Exactly as they appear, output all of the entries.

• Point placement records:

+++++

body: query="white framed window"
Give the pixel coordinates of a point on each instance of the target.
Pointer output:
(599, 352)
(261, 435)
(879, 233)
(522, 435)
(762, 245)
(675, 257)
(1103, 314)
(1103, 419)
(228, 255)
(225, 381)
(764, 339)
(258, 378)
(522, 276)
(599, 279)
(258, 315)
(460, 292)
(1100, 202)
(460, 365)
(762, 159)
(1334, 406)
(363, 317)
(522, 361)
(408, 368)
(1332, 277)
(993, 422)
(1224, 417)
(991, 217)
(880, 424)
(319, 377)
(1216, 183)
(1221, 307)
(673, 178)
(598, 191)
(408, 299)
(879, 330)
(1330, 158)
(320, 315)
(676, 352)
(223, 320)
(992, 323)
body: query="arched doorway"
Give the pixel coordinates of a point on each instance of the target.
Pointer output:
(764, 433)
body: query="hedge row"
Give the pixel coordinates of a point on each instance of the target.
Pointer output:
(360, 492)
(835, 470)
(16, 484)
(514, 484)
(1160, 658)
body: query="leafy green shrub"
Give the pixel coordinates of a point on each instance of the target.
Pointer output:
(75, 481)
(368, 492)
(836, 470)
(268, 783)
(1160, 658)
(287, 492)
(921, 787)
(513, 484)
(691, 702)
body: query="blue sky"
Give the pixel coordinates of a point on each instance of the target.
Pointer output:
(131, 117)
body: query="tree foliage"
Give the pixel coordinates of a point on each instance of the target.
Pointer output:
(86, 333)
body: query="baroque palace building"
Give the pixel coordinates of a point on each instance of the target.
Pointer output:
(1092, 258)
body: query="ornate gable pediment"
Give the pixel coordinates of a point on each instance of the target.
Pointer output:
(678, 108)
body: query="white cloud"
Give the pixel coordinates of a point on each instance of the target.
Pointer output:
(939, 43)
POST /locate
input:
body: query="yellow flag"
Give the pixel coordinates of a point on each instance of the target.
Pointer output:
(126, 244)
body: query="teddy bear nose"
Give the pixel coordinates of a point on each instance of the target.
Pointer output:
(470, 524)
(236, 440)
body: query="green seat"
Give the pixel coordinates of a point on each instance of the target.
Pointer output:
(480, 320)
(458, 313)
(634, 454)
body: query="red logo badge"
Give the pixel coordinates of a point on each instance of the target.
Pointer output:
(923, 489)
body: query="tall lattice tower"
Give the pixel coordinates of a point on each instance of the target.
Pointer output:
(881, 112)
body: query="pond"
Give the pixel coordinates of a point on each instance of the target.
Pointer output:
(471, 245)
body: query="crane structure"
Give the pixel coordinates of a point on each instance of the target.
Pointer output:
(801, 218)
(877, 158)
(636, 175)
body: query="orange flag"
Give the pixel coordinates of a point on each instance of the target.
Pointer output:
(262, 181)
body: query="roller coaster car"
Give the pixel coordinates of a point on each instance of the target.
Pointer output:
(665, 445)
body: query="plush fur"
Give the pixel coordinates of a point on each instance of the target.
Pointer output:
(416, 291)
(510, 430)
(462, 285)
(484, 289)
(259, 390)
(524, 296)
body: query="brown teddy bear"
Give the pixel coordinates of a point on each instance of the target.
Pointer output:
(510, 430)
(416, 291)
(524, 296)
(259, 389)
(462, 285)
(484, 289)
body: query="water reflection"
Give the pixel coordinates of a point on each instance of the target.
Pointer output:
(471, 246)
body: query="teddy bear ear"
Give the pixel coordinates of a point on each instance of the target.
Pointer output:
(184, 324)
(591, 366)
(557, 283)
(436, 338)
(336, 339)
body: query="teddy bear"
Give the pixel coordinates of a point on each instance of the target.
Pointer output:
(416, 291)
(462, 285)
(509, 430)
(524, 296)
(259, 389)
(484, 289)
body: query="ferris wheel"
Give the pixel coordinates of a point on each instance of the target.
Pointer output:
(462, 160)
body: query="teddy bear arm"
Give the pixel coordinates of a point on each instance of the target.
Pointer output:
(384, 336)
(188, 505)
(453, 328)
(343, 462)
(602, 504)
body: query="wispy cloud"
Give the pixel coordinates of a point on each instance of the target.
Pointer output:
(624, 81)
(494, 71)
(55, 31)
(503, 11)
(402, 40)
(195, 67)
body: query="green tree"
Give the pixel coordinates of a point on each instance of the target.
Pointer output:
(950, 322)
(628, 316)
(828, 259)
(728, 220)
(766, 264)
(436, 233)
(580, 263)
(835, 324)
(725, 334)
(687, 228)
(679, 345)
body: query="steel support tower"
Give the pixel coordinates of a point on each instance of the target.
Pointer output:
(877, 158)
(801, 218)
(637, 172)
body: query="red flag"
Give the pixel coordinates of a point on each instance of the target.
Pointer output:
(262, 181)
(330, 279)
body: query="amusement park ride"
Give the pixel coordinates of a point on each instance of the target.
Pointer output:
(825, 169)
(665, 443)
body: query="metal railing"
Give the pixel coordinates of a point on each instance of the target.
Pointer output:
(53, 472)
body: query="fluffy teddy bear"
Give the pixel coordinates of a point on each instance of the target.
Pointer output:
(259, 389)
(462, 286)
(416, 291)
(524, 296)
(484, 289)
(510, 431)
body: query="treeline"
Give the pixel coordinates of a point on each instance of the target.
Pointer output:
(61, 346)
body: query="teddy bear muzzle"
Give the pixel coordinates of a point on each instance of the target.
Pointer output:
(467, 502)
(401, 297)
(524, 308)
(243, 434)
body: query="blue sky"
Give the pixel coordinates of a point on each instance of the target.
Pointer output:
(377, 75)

+++++

• FULL ANSWER:
body: query="white framed window"
Give the pixel coordinates of a point on each instance of the target.
Pointer output:
(599, 352)
(261, 435)
(879, 233)
(522, 435)
(762, 245)
(675, 257)
(1103, 314)
(1103, 419)
(228, 255)
(225, 381)
(764, 339)
(258, 378)
(522, 276)
(599, 279)
(258, 315)
(460, 292)
(1100, 202)
(460, 365)
(762, 159)
(1334, 406)
(363, 317)
(522, 361)
(408, 368)
(1332, 277)
(993, 422)
(1224, 417)
(991, 217)
(880, 424)
(319, 377)
(1216, 183)
(1221, 307)
(673, 178)
(598, 191)
(408, 299)
(879, 330)
(1330, 158)
(320, 315)
(676, 352)
(223, 320)
(992, 323)
body: query="arched doorway"
Give the pixel coordinates of a point on each instance of the target.
Pointer output:
(764, 433)
body: query="hedge row"
Give the pixel coordinates of a point on each instance of the target.
Pointer output:
(360, 492)
(835, 470)
(16, 484)
(514, 484)
(1160, 658)
body: query="leafy green shrub"
Give the pixel coordinates of a point on each instance of the target.
Pointer output:
(75, 481)
(368, 492)
(836, 470)
(268, 783)
(1160, 658)
(287, 492)
(921, 787)
(513, 484)
(691, 702)
body: query="blue sky"
Give the pixel coordinates of a point on each instance of the target.
Pointer output:
(131, 117)
body: query="tree foliage"
Give the pixel coordinates of a point on each instance of the target.
Pointer output:
(86, 333)
body: query="baroque palace building"
Give the pixel coordinates of a point on each instance of the target.
Pointer output:
(1092, 258)
body: query="ornate gable pediment"
Give the pixel coordinates of a point on each instance of the target.
Pointer output:
(678, 108)
body: query="white cloud"
Give the pixel coordinates of a point on each instance of the target.
Pointer output:
(939, 43)
POST /locate
input:
body: query="yellow flag"
Give the pixel coordinates of a point on each instance of the target.
Pointer output:
(126, 244)
body: query="teddy bear nose"
Give the pixel coordinates of a point on each instance of the target.
Pointer output:
(470, 524)
(236, 440)
body: query="green seat"
Give the pixel coordinates of a point on each instance of the target.
Pointer output:
(480, 320)
(458, 313)
(634, 454)
body: query="red logo badge"
Give the pixel coordinates of a point on each instance of the target.
Pointer output:
(923, 489)
body: query="tall lattice tower"
Give the pixel coordinates of a point on each instance of the target.
Pointer output:
(881, 112)
body: query="pond"
Give the pixel coordinates of a point on each instance of the target.
Pointer output:
(471, 245)
body: query="crane structure"
Give the pixel coordinates of a point on each instance of the target.
Pointer output:
(801, 218)
(877, 158)
(636, 175)
body: query="orange flag"
Give the pixel coordinates of a point on each instance of the target.
Pointer output:
(262, 181)
body: query="roller coaster car"
Give the pixel coordinates of a point on each instance of the target.
Pointer output:
(665, 445)
body: query="plush fur"
Give the pixel coordinates of a point on each instance of the target.
Pointer output:
(416, 291)
(510, 430)
(462, 285)
(484, 289)
(259, 390)
(524, 296)
body: query="brown teddy bear"
Give the pixel coordinates of a point on each instance of the target.
Pointer output:
(510, 430)
(416, 291)
(524, 296)
(259, 389)
(462, 285)
(484, 289)
body: query="water reflection"
Give the pixel coordinates of a point on each instance of the target.
Pointer output:
(471, 246)
body: query="teddy bear ear"
Give the pixel coordinates of a point on each instance of the target.
Pointer output:
(184, 324)
(591, 366)
(557, 283)
(436, 338)
(336, 339)
body: query="teddy bear"
Give the pixel coordinates of a point on each instance of the target.
Pointer output:
(416, 291)
(462, 285)
(509, 430)
(524, 296)
(259, 389)
(484, 289)
body: query="ferris wheel"
Give the pixel coordinates of a point on each instance of the target.
Pointer output:
(462, 160)
body: query="teddy bear arm"
Give the pixel coordinates of a point on each instance of the target.
Pointer output:
(384, 336)
(188, 505)
(453, 328)
(343, 462)
(602, 504)
body: query="wispy cloud"
Give the pixel coordinates of a point on each instance of the target.
Pointer output:
(624, 81)
(494, 71)
(55, 31)
(503, 11)
(402, 40)
(195, 67)
body: query="green tree"
Give the pixel coordinates of a point on each instance of the target.
Pointer output:
(950, 322)
(628, 316)
(828, 259)
(728, 220)
(766, 264)
(436, 233)
(580, 263)
(835, 324)
(725, 334)
(687, 228)
(679, 345)
body: query="steel support tower"
Give the pixel coordinates of a point on each instance of the target.
Pointer output:
(877, 158)
(801, 218)
(637, 172)
body: query="red flag"
Give the pixel coordinates of a point on each instance of the target.
Pointer output:
(262, 181)
(330, 279)
body: query="amusement park ride"
Give the pixel coordinates of a point on each instance of the target.
Pointer output:
(825, 169)
(665, 443)
body: query="metal railing"
Give the pixel coordinates of a point on each instance of the target.
Pointer output:
(53, 472)
body: query="fluffy teddy bear"
Give the pixel coordinates of a point on each instance of the target.
Pointer output:
(259, 389)
(462, 286)
(416, 291)
(524, 296)
(484, 289)
(510, 431)
body: query="treeline"
Give the pixel coordinates of a point on each instance of the target.
Pointer output:
(61, 346)
body: query="teddy bear muzzle"
Give the pixel coordinates of a point on each instance of the target.
Pointer output:
(467, 502)
(401, 297)
(524, 308)
(243, 434)
body: query="blue sky"
Give the pixel coordinates of a point on each instance of the target.
Pointer output:
(377, 75)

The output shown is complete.